• **ASSIGNMENT**:
A word-for-word copy of the listing is required, and it must contain no pictures.

*** Opening RECORDS SUPPLIED ***

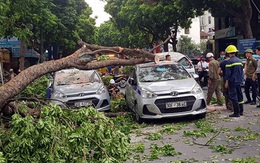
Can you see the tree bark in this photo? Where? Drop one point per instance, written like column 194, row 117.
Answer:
column 76, row 60
column 22, row 56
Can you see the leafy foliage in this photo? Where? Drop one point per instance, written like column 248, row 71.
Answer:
column 82, row 135
column 166, row 150
column 106, row 79
column 222, row 149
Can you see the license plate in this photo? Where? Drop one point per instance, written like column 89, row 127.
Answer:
column 83, row 103
column 179, row 104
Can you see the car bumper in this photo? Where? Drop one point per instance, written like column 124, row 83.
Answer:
column 156, row 108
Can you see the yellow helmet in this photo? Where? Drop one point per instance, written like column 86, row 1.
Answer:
column 231, row 49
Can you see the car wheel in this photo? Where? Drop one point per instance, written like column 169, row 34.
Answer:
column 137, row 116
column 122, row 83
column 201, row 116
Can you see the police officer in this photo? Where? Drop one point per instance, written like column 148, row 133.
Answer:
column 214, row 80
column 234, row 77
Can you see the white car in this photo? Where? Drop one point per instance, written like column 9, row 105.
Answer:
column 79, row 88
column 180, row 58
column 163, row 90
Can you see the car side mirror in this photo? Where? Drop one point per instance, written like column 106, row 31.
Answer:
column 132, row 81
column 195, row 76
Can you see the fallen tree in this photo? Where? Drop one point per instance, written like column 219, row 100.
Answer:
column 81, row 59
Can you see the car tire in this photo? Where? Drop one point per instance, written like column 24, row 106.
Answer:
column 137, row 116
column 122, row 83
column 201, row 116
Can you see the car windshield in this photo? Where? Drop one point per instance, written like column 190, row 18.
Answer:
column 69, row 77
column 162, row 73
column 185, row 63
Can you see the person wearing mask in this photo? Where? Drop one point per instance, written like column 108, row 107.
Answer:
column 222, row 71
column 202, row 67
column 168, row 57
column 221, row 56
column 234, row 77
column 250, row 72
column 214, row 80
column 257, row 51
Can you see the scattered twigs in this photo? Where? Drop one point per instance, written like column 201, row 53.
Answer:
column 211, row 139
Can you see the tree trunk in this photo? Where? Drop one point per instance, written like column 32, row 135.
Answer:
column 22, row 56
column 24, row 78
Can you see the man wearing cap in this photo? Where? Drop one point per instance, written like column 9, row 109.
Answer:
column 257, row 51
column 214, row 80
column 202, row 71
column 222, row 72
column 250, row 72
column 234, row 77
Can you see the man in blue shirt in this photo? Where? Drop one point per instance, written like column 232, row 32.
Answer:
column 222, row 71
column 234, row 77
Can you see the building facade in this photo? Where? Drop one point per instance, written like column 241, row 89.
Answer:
column 228, row 30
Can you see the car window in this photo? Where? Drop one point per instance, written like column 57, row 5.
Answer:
column 162, row 73
column 185, row 62
column 69, row 77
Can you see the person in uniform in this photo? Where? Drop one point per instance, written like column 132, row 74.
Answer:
column 214, row 80
column 222, row 72
column 257, row 51
column 202, row 67
column 250, row 72
column 234, row 77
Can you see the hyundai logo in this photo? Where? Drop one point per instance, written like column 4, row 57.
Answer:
column 174, row 93
column 81, row 94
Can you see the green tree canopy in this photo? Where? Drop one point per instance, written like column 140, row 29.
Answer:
column 108, row 34
column 152, row 17
column 59, row 22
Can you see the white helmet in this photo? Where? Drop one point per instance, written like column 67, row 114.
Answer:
column 209, row 55
column 112, row 81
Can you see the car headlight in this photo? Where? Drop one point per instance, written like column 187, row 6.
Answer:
column 197, row 89
column 101, row 90
column 147, row 94
column 58, row 94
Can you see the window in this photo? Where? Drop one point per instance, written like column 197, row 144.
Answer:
column 209, row 18
column 187, row 31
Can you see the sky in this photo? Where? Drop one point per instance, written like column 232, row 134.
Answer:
column 98, row 10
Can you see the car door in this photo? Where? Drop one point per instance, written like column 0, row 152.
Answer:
column 131, row 89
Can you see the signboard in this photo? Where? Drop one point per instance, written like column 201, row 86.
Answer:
column 15, row 45
column 227, row 32
column 246, row 44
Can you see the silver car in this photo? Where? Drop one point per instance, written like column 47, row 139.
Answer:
column 80, row 88
column 164, row 90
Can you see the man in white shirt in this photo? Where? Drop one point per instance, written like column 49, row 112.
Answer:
column 202, row 67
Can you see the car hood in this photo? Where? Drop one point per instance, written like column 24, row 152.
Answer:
column 78, row 88
column 184, row 85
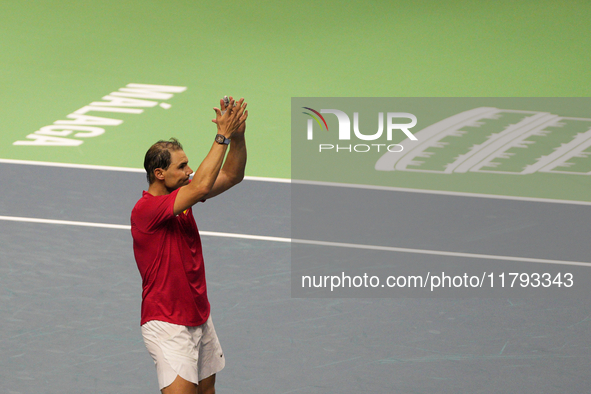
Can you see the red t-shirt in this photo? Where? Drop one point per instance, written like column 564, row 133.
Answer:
column 168, row 254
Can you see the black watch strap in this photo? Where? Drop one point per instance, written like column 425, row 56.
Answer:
column 220, row 139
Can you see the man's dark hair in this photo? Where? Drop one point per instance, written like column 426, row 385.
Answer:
column 158, row 156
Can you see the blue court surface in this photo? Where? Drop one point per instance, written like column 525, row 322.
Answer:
column 71, row 294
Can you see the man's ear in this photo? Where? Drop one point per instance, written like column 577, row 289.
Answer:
column 159, row 173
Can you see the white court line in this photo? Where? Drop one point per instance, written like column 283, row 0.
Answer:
column 311, row 242
column 316, row 183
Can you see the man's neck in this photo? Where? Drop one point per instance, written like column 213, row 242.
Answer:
column 158, row 189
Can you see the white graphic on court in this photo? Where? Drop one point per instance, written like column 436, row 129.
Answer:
column 494, row 140
column 128, row 100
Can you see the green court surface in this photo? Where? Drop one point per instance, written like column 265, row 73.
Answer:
column 58, row 57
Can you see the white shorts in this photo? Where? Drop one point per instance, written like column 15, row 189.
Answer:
column 193, row 353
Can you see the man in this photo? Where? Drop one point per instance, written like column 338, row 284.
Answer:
column 176, row 324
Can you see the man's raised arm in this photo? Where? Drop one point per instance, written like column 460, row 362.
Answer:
column 204, row 179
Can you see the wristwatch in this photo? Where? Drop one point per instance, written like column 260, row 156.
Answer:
column 220, row 139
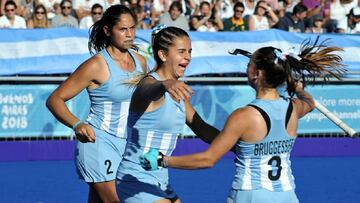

*** Closing RECORDS SUPPLIED ***

• **WRITTEN ANSWER**:
Can you see the tree bark in this photo? Where? Drop one point per instance, written like column 194, row 117.
Answer:
column 76, row 60
column 22, row 56
Can you see the leafy foliage in this photo? Where? Drop one point per instance, written like column 248, row 71.
Answer:
column 82, row 135
column 166, row 150
column 106, row 79
column 222, row 149
Can you see the license plate in this photo? Where? Drop one point per instance, written like column 89, row 127.
Answer:
column 83, row 103
column 179, row 104
Can you see the car bumper in this photo? Where? Drop one point per instance, written like column 124, row 83.
Answer:
column 156, row 108
Can you see the yellow helmet in this photo? Where? Drop one point per instance, written like column 86, row 1.
Answer:
column 231, row 49
Can you see the car wheel in this photo? Where? Drop one point per instance, written like column 169, row 34.
Answer:
column 137, row 116
column 122, row 83
column 201, row 116
Can you see the police officer in this photo? Where? Drop one point per instance, written like column 148, row 133.
Answer:
column 214, row 80
column 234, row 77
Can you see the white car in this photo? Where? Drop one point per instance, written like column 9, row 105.
Answer:
column 79, row 88
column 180, row 58
column 163, row 90
Can you see the car side mirror in this photo? Where? Drop one point per instance, written like column 106, row 31.
Answer:
column 132, row 81
column 195, row 76
Can you see the fallen tree in this photo? Where? Drop one point per instance, written like column 219, row 100.
Answer:
column 81, row 59
Can you see the car tire in this photo? Where? Drop one point per instance, written like column 24, row 106.
Answer:
column 137, row 116
column 122, row 83
column 201, row 116
Can you see the car windshield in this photo? Where? Drop one point per instance, written like column 190, row 18.
Answer:
column 69, row 77
column 162, row 73
column 185, row 63
Can you see the person wearing mask in this photo? Where? Drop one point per instance, written like column 108, row 107.
Answer:
column 222, row 71
column 202, row 67
column 168, row 57
column 221, row 56
column 234, row 77
column 250, row 72
column 214, row 80
column 257, row 51
Can you see the scattered twigs in this photo? Where? Drop one point per instance, written like column 201, row 53.
Answer:
column 211, row 139
Can you see the tree trunk in this photo? Where? Drop one point per instance, written like column 32, row 135.
Answer:
column 22, row 56
column 24, row 78
Can you see the man wearing cap in this photo? Where? Drop one point per instance, written like column 9, row 109.
Answer:
column 257, row 51
column 214, row 80
column 202, row 71
column 222, row 72
column 250, row 72
column 234, row 77
Can you see the man in blue shirt in this photo? Where? Drop one point per instance, written like column 232, row 32.
Answer:
column 222, row 71
column 234, row 77
Can you see the building facade in this photo? Where? Drop one point per instance, written like column 241, row 89.
Answer:
column 228, row 30
Can you see the car window in this photo? Where? Drop one point per instance, written like column 57, row 5.
Answer:
column 162, row 73
column 185, row 62
column 69, row 77
Can you see the person in uniform in this photo? Where? Drop one point per instance, written like column 132, row 74.
Answer:
column 214, row 80
column 222, row 72
column 257, row 51
column 202, row 67
column 250, row 72
column 234, row 77
Can you see the hyundai logo in this photo? Where? Drop one point per instance, written like column 4, row 57.
Answer:
column 174, row 93
column 81, row 94
Can you see the green tree canopy in this photo? Where? Drop one point per instance, written like column 140, row 29.
Answer:
column 108, row 34
column 152, row 17
column 59, row 22
Can you see the white helmet in this photo? Where? Drop one point per instance, written like column 67, row 114.
Answer:
column 209, row 55
column 112, row 81
Can you see the car headlight in this photo? Where? Drop one point per instance, written like column 187, row 6.
Answer:
column 197, row 89
column 101, row 90
column 147, row 94
column 58, row 94
Can you see the window in this photo? Where? Drop one point per instance, written like column 197, row 144.
Answer:
column 209, row 18
column 187, row 31
Can you see the sky in this photo? Where? Drop one point per instance, written like column 232, row 134.
Answer:
column 98, row 10
Can you see the car door in this photo? Where? Drop one point per instance, written like column 0, row 152.
Answer:
column 131, row 89
Can you see the signboard in this photo? Where? Drop one point per instance, written like column 201, row 86.
Answer:
column 15, row 45
column 227, row 32
column 246, row 44
Can you see the silver car in this photo? Where? Drop one point per instance, written like column 47, row 139.
Answer:
column 80, row 88
column 164, row 90
Can you see the man in white shirt in this photo? Where? Drop one point per instance, written like column 49, row 112.
Answer:
column 202, row 67
Can you see the car hood in this photo? Where? Drop one point per instance, written like column 24, row 152.
Answer:
column 78, row 88
column 184, row 85
Can you see the red t-shirt in this photo? Where? Drop one point per instance, written like column 564, row 133.
Answer:
column 168, row 254
Can you see the black watch strap in this photo? Where? Drop one point per instance, written like column 425, row 56.
Answer:
column 220, row 139
Can you see the man's dark hair in this photo? Where? Drop one point per instance, written like column 426, row 385.
Answer:
column 158, row 156
Can you see the blue court surface in this photo? Where? Drop one point per instance, written like column 525, row 322.
Answer:
column 71, row 294
Can you see the man's ear in this photo? Where? Drop one point per instance, written like column 577, row 289.
Answer:
column 159, row 173
Can you see the white court line in this photo? Where? Drop one point per instance, written like column 283, row 0.
Answer:
column 311, row 242
column 316, row 183
Can you see the man's neck in this photo? Where? Drop one point per instance, written like column 213, row 242.
Answer:
column 158, row 189
Can you see the white graphic on court in this photo? Where? Drop one point per instance, written like column 436, row 129.
Answer:
column 494, row 140
column 128, row 100
Can you see the green court surface in this photo? Where? Drop one point per instance, written like column 265, row 73.
Answer:
column 58, row 57
Can you see the white shorts in this photo? Where? Drop one point per instance, written like column 15, row 189.
Answer:
column 193, row 353
Can you see the man in this photo? Where? Drop one point per instance, written like column 338, row 284.
Answer:
column 176, row 324
Can you see the man's raised arm in this photo? Where? Drop one point per instance, written like column 460, row 362.
Answer:
column 204, row 179
Can you see the wristwatch in this photo? Where? Drop one point per instance, written like column 260, row 156.
Answer:
column 220, row 139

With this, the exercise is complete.